__DIRECTIVE__:
Below is a block of records; reproduce all of them exactly and leave out any pictures.

[Data listing]
========

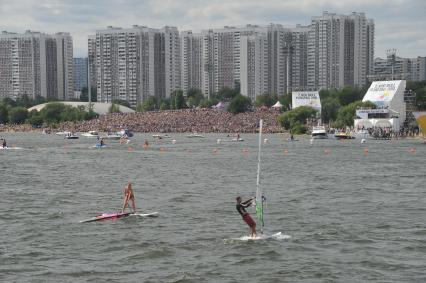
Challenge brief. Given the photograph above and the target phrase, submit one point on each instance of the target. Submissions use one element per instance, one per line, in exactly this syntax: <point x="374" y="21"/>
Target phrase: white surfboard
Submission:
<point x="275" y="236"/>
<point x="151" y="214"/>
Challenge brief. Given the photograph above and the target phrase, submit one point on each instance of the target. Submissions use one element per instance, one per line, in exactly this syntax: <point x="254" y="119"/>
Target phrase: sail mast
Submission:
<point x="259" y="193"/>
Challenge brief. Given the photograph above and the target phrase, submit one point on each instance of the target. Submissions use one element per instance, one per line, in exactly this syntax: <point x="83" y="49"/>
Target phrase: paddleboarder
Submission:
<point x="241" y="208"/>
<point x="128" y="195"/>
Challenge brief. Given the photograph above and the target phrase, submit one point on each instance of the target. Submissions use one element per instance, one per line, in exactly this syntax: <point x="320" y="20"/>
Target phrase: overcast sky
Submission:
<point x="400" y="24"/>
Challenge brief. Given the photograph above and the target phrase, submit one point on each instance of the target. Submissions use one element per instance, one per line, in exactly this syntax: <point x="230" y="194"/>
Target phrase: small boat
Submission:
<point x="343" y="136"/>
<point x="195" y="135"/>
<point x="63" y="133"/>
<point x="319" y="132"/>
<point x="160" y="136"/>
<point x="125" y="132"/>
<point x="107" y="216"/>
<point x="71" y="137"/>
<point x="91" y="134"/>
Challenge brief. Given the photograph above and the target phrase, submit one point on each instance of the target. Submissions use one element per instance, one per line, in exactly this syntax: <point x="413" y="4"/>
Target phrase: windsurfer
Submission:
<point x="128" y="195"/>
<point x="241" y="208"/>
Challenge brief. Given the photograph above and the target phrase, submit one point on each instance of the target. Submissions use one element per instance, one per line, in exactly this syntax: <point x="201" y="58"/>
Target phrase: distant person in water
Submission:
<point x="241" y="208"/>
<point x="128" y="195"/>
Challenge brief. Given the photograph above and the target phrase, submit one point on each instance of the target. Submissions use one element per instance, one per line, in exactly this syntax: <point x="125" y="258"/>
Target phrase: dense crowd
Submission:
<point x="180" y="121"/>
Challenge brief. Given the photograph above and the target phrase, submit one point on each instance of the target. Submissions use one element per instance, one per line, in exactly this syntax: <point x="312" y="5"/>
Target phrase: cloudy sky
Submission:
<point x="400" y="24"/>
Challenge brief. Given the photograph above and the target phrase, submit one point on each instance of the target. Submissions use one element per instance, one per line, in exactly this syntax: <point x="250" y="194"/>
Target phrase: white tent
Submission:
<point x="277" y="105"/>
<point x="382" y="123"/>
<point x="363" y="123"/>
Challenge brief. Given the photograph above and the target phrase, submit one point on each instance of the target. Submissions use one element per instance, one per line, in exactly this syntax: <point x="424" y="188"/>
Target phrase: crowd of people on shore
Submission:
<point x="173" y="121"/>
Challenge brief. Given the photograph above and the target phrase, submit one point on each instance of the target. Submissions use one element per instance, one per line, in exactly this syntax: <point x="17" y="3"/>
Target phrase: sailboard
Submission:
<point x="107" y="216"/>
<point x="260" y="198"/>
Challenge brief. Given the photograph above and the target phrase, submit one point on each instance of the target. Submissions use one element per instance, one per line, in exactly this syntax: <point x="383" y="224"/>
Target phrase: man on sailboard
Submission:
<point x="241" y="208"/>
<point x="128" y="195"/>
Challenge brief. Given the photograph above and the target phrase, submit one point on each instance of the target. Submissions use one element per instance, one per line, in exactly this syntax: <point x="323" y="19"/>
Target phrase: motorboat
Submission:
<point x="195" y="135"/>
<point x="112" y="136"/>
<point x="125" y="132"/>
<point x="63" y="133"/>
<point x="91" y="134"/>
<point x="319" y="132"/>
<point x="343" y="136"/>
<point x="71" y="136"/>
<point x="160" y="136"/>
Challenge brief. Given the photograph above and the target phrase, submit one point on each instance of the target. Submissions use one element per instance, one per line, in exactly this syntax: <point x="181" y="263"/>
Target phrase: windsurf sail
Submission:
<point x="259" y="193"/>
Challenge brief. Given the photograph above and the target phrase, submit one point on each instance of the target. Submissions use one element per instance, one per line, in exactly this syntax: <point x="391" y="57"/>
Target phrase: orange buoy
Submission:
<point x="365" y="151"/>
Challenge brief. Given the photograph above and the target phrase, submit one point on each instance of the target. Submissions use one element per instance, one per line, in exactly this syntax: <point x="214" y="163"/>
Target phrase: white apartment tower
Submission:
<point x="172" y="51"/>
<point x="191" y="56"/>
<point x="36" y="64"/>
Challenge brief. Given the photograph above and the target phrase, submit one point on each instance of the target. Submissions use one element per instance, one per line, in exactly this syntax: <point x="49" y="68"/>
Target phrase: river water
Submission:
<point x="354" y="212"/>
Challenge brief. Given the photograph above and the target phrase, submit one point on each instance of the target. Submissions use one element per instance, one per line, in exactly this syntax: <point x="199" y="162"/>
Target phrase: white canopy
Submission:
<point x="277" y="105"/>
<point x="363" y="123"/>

========

__SOLVED PROBLEM__:
Challenge brief. Given the photograph above and the target phrase, submit one point on each instance of the target. Submissions use one element per instance, one per line, in exactly this syntax: <point x="374" y="21"/>
Target phrase: white surfboard
Submission:
<point x="275" y="236"/>
<point x="151" y="214"/>
Challenge brief. Given the photograph above and the target phrase, submit one point on each instance of the target. Submissions use one element per instance, one per line, in exactly this syntax: <point x="254" y="119"/>
Target phrase: sail mast
Submission:
<point x="259" y="193"/>
Challenge brief. Given the photograph above and the target phrase, submit one point on each instance of the target. Submissions use one element per instance, one per line, in exactly this syntax: <point x="83" y="49"/>
Target phrase: paddleboarder
Submission:
<point x="241" y="208"/>
<point x="128" y="195"/>
Challenge brief. Given the photograph above and the target phrase, submit one point on each instance of the target. Submissions use one element per instance, one per line, in exactly this syntax: <point x="320" y="20"/>
Target phrase: overcast sky
Submission:
<point x="400" y="24"/>
Challenge brief. Given the photograph above and the target phrase, submit one point on each instance of the target. Submissions use one element per instance, one per line, in exactly this syntax: <point x="230" y="194"/>
Target phrase: small boat
Submission:
<point x="343" y="136"/>
<point x="195" y="135"/>
<point x="63" y="133"/>
<point x="319" y="132"/>
<point x="160" y="136"/>
<point x="125" y="132"/>
<point x="107" y="216"/>
<point x="71" y="137"/>
<point x="91" y="134"/>
Challenge brief. Given the photograph above and the target phrase, submit one point on each instance of the target. Submissions use one element per instance, one per line, in exactly this syntax: <point x="413" y="4"/>
Target phrase: windsurfer
Submission:
<point x="128" y="195"/>
<point x="241" y="208"/>
Challenge brief. Given the photograph above and the target phrase, submit one point on each instance of the target. Submissions use one element per instance, one per line, in exactly this syntax: <point x="201" y="58"/>
Target phrase: distant person in water
Submission:
<point x="241" y="208"/>
<point x="128" y="195"/>
Challenge brief. Given the photograph above and the target phrase, submit one point on each instance of the target. Submissions use one element per instance, one per line, in exactly this syntax: <point x="125" y="258"/>
Target phrase: dense crowd
Submission:
<point x="180" y="121"/>
Challenge brief. Given the photograph above and the target phrase, submit one point on each instance of the target. Submissions use one element per instance, one per line, in exactly this syntax: <point x="312" y="5"/>
Target phrase: cloudy sky
Submission:
<point x="400" y="24"/>
Challenge brief. Given the photograph above and the target phrase, submit one point on each instance of the target. Submissions use one element per instance, one per line, in exactly this syntax: <point x="250" y="194"/>
Target phrase: white tent
Submission:
<point x="277" y="105"/>
<point x="382" y="123"/>
<point x="363" y="123"/>
Challenge brief. Given the photograph above and the target phrase, submit one point on each instance of the target. Submissions use one element per instance, one per line, in exactly this syntax: <point x="424" y="188"/>
Target phrase: crowd of people on shore
Submission:
<point x="173" y="121"/>
Challenge brief. Given the photograph above and the target phrase, submit one point on each instance of the target. Submissions use one element per instance, one per line, in exactly this syntax: <point x="17" y="3"/>
Target phrase: sailboard
Submission:
<point x="107" y="216"/>
<point x="260" y="198"/>
Challenge brief. Given the photograph above and the target phrase, submit one point on each instance of the target. Submissions use one element per instance, one per line, in exactly this syntax: <point x="383" y="224"/>
Target phrase: man on sailboard
Submission:
<point x="241" y="208"/>
<point x="128" y="195"/>
Challenge brief. Given the photograph above and the target phrase, submit one point on each instance of the target. Submissions use one element per instance, one per line, in exactly this syntax: <point x="323" y="19"/>
Target phrase: motorboat
Submission:
<point x="195" y="135"/>
<point x="112" y="136"/>
<point x="125" y="132"/>
<point x="63" y="133"/>
<point x="91" y="134"/>
<point x="319" y="132"/>
<point x="343" y="136"/>
<point x="71" y="136"/>
<point x="160" y="136"/>
Challenge brief. Given the photograph above and the target phrase, submit one point on each instance of the target. Submissions use one element per instance, one per line, in exactly this syntax: <point x="181" y="263"/>
Target phrase: windsurf sail
Submission:
<point x="259" y="193"/>
Challenge brief. Given the photograph above and the target phrase, submit one point on each instance of the target. Submissions use one element per instance, one per line, in exactly this syntax: <point x="391" y="57"/>
Target phrase: orange buoy
Submission:
<point x="365" y="151"/>
Challenge brief. Given the photograph above and the target phrase, submit one point on each instance of the target. Submissions use one element per instance, one per line, in exactly this syntax: <point x="214" y="163"/>
Target phrase: white apartment tower
Submission:
<point x="172" y="51"/>
<point x="191" y="56"/>
<point x="36" y="64"/>
Challenge brief. Given the photograph above and the target phrase, submit one point on each instance of the target. Submissions use one element per instance, one per line, in exactly this syntax: <point x="49" y="68"/>
Target phrase: river water
Submission:
<point x="354" y="212"/>
Challenge brief. Given the photograph above and the target phrase, submit one point on each instance of the target. Submissions use one element per instance, one per line, in exactly this syntax: <point x="199" y="162"/>
Target phrase: white canopy
Submission:
<point x="277" y="105"/>
<point x="363" y="123"/>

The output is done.